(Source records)

◇ ◇ ◇ ◇

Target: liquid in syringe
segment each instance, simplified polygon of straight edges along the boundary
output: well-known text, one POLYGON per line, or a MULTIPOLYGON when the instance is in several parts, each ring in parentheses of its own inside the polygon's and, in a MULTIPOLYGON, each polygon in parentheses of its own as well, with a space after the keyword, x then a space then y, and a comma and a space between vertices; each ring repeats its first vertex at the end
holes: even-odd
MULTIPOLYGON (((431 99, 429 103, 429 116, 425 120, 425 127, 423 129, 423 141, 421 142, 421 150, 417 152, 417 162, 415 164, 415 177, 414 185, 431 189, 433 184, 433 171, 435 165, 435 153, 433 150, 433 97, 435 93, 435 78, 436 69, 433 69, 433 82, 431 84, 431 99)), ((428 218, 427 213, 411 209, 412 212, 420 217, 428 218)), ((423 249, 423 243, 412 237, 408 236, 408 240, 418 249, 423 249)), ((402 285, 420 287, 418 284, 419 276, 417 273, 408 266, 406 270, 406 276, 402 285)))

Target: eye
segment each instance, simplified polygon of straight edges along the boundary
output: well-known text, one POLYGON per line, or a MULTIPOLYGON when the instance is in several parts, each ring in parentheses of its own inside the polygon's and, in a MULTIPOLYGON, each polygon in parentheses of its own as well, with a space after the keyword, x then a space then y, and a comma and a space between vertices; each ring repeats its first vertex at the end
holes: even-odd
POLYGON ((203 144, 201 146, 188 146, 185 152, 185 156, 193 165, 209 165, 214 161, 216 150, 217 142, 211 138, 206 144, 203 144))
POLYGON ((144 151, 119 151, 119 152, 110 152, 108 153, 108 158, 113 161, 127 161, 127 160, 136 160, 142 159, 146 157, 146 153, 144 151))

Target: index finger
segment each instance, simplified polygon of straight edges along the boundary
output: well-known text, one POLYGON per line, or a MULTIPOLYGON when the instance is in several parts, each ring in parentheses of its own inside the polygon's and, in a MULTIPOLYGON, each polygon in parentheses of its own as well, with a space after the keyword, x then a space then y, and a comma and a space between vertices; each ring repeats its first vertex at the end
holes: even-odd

◇ ◇ ◇ ◇

◆ **Exercise aim**:
Extract the first line above and each line after it up to and including the one with "Target: index finger", please, exactly and with nothing else.

◆ **Answer section**:
Target: liquid in syringe
segment each instance, simplified polygon of straight edges along the boundary
output: well-known text, one POLYGON per line, or a MULTIPOLYGON when the instance is in several parts, each ring in parentheses of its own inside the polygon's and, in a MULTIPOLYGON, each polygon in parentheses of its own as well, with a space after the keyword, x then a space then y, and a comma and a space between vertices; each ring repeats its first vertex at the end
holes: even-odd
MULTIPOLYGON (((431 99, 429 103, 429 116, 425 120, 425 127, 423 129, 423 141, 421 142, 421 150, 417 152, 417 162, 415 164, 415 177, 414 185, 431 189, 433 184, 433 171, 435 165, 435 153, 433 150, 433 97, 435 93, 435 78, 436 69, 433 69, 433 82, 431 84, 431 99)), ((428 218, 427 213, 411 209, 412 212, 420 217, 428 218)), ((423 249, 423 243, 412 237, 408 236, 408 240, 418 249, 423 249)), ((402 285, 420 287, 418 284, 419 276, 417 273, 408 266, 406 270, 406 276, 402 285)))

Target: eye
segment each instance, simplified polygon of straight edges along the boundary
output: well-known text, one POLYGON per line, or a MULTIPOLYGON when the instance is in several parts, each ring in parentheses of its own inside the polygon's and, in a MULTIPOLYGON, each polygon in parentheses of its own as well, with a space after the keyword, x then a space then y, and a comma and a space between vertices; each ring repeats its first vertex at the end
holes: even-odd
POLYGON ((203 144, 201 146, 188 146, 185 152, 185 156, 193 165, 209 165, 214 161, 216 150, 217 142, 211 138, 206 144, 203 144))
POLYGON ((144 151, 119 151, 119 152, 110 152, 108 153, 108 158, 113 161, 127 161, 127 160, 136 160, 142 159, 146 157, 146 153, 144 151))

Target: index finger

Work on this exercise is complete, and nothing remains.